TEXTO DA PÁGINA:
---+---

Esta doutrina trata da pureza primordial dos fenómenos e da presença
natural das qualidades de buda em cada ser. Ela traz o nome de Grande Perfeição
para sublinhar que todos os fenómenos estão incluídos
nesta perfeição primordial. A linhagem de transmissão
da Grande Perfeição chega ao buda primordial Samanthabhadra,
continua com Vajrasattva, Garap Dorje, Manjushrimitra, Shri Singha e Padmasambhava,
que introduzir este ensinamento no Tibete no século oitavo. Desde
esta época e até aos nossos dias, a transmissão da
Grande Perfeição perpetuou-se através de uma linhagem
ininterrupta de mestres, e por intermédio de tesouros espirituais
escondidos por Padmasambhava e redescobertos em diferentes épocas
da história por mestres altamente realizados.

---+---

TRABALHO A REALIZAR: Reescreva o trecho do texto sobre a Grande Perfeição entre "Esta doutrina trata" e "mestres altamente realizados.", inclusive, substituindo "mestres" por "professores". Os dados não são necessários para a resolução.

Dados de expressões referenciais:

---+---

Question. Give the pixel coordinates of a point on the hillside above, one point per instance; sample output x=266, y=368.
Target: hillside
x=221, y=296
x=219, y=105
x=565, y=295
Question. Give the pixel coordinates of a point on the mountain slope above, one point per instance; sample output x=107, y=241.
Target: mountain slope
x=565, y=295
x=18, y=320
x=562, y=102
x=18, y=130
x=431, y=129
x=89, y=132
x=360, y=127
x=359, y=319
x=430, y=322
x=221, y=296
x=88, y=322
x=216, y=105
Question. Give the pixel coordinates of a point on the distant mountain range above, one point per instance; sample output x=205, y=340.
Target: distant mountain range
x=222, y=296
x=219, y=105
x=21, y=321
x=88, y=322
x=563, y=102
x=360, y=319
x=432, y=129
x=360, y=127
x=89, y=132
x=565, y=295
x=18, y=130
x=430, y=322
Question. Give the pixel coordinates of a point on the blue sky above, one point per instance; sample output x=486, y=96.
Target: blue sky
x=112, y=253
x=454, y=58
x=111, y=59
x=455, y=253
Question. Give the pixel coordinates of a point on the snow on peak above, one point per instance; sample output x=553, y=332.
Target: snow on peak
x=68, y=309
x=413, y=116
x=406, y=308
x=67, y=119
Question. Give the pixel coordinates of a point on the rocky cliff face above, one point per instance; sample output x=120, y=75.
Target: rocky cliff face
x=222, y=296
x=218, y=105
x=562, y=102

---+---

RESPOSTA À TAREFA:
Esta doutrina trata da pureza primordial dos fenómenos e da presença
natural das qualidades de buda em cada ser. Ela traz o nome de Grande Perfeição
para sublinhar que todos os fenómenos estão incluídos
nesta perfeição primordial. A linhagem de transmissão
da Grande Perfeição chega ao buda primordial Samanthabhadra,
continua com Vajrasattva, Garap Dorje, Manjushrimitra, Shri Singha e Padmasambhava,
que introduzir este ensinamento no Tibete no século oitavo. Desde
esta época e até aos nossos dias, a transmissão da
Grande Perfeição perpetuou-se através de uma linhagem
ininterrupta de professores, e por intermédio de tesouros espirituais
escondidos por Padmasambhava e redescobertos em diferentes épocas
da história por professores altamente realizados.